Back to news
NewsJune 18, 2026· 2 min read

Gulf conflict pushes jet fuel costs higher. Airlines can act now.

Unrest in the Gulf region is driving up jet fuel prices. McKinsey outlines steps airlines can take to manage volatility and protect margins before costs climb further.

Our Take

This is industry trend reporting, not a crisis signal—fuel volatility is chronic in aviation, and airlines have known playbooks; the real question is execution speed under margin pressure.

Why it matters

Airlines operate on thin margins (typically 2-5% net profit), so fuel-cost swings directly compress earnings and ticket pricing. Geopolitical supply shocks are recurring, making proactive hedging and cost controls a competitive lever, not optional.

Do this week

Airlines CFOs and supply chain leads: audit your jet fuel hedging contracts and forward-purchase commitments this week so you can lock in rates before further regional escalation.

Gulf tensions are raising jet fuel prices

Conflict in the Gulf region has disrupted jet fuel supply and pricing. McKinsey Insights has published analysis on the operational and financial implications for carriers and outlines a set of actions airlines can deploy to mitigate exposure to further volatility.

= = = =

## EXERCISE A:
Count how many lines in the rows below contain the word "opening", and reply with the number alone.
The article and the rows that follow come from two unrelated sources.

= = = =

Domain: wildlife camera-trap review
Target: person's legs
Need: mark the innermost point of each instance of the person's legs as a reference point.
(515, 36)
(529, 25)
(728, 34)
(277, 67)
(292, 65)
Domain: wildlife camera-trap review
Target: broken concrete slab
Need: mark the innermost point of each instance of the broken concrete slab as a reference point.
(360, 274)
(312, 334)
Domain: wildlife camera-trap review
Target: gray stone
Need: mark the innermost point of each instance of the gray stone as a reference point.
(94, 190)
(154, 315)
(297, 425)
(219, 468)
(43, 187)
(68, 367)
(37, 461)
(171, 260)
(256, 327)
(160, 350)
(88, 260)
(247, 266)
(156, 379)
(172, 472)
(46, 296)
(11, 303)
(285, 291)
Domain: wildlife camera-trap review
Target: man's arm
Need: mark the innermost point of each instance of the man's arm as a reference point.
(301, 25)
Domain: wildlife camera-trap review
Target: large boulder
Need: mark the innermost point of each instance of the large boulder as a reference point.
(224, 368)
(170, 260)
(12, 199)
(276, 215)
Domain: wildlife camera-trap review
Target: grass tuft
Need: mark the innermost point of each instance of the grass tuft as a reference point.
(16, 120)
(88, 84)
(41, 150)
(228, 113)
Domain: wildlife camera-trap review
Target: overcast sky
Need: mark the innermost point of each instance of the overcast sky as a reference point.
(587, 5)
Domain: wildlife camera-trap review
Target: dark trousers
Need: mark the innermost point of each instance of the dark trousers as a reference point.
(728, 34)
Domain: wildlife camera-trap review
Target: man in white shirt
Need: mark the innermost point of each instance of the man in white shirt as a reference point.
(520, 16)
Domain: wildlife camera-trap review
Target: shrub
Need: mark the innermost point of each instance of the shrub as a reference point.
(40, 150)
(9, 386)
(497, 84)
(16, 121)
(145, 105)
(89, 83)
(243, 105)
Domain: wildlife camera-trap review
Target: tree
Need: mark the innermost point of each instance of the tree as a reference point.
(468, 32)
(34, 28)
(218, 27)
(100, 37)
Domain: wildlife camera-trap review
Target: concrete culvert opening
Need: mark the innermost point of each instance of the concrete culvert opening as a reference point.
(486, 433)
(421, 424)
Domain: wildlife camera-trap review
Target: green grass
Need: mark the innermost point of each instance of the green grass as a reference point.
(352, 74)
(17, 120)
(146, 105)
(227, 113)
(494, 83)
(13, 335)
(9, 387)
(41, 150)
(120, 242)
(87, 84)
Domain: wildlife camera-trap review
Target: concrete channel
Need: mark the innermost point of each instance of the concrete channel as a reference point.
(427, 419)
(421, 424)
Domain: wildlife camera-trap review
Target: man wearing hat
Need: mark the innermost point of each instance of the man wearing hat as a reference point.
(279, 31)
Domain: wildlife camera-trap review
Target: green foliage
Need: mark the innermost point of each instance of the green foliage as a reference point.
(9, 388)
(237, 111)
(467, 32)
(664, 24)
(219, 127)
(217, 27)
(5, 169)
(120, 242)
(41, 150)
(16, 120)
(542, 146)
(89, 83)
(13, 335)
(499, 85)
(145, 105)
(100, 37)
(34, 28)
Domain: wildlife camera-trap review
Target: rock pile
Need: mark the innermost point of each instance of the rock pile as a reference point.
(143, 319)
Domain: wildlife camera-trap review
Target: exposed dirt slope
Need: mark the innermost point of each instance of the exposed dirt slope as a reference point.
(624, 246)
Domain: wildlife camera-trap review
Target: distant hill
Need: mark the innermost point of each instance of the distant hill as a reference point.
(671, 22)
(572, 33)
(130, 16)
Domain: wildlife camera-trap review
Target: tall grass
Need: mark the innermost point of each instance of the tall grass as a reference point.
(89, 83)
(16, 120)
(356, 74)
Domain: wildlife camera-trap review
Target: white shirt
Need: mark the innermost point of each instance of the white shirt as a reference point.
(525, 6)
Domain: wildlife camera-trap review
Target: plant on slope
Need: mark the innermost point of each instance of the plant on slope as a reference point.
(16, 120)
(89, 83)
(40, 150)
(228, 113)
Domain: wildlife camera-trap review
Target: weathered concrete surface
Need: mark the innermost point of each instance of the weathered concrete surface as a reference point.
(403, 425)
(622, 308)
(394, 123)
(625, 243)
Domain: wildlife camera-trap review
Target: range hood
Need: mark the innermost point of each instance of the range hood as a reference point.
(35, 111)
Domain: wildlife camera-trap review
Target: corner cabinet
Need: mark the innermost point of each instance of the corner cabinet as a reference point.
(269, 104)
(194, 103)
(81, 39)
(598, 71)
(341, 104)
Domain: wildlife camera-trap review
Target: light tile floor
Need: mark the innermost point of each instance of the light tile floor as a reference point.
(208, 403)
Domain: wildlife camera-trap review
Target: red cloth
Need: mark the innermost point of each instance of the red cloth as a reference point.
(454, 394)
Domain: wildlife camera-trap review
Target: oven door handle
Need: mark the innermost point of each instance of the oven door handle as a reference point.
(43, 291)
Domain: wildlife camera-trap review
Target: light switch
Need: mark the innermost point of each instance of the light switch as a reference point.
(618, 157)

= = = =

## EXERCISE B:
In the article above about rising jet fuel costs, copy word for word the passage from "Unrest in the" up to and including "further regional escalation.".

## FULL SOLUTION A:
2

## FULL SOLUTION B:
Unrest in the Gulf region is driving up jet fuel prices. McKinsey outlines steps airlines can take to manage volatility and protect margins before costs climb further.

Our Take

This is industry trend reporting, not a crisis signal—fuel volatility is chronic in aviation, and airlines have known playbooks; the real question is execution speed under margin pressure.

Why it matters

Airlines operate on thin margins (typically 2-5% net profit), so fuel-cost swings directly compress earnings and ticket pricing. Geopolitical supply shocks are recurring, making proactive hedging and cost controls a competitive lever, not optional.

Do this week

Airlines CFOs and supply chain leads: audit your jet fuel hedging contracts and forward-purchase commitments this week so you can lock in rates before further regional escalation.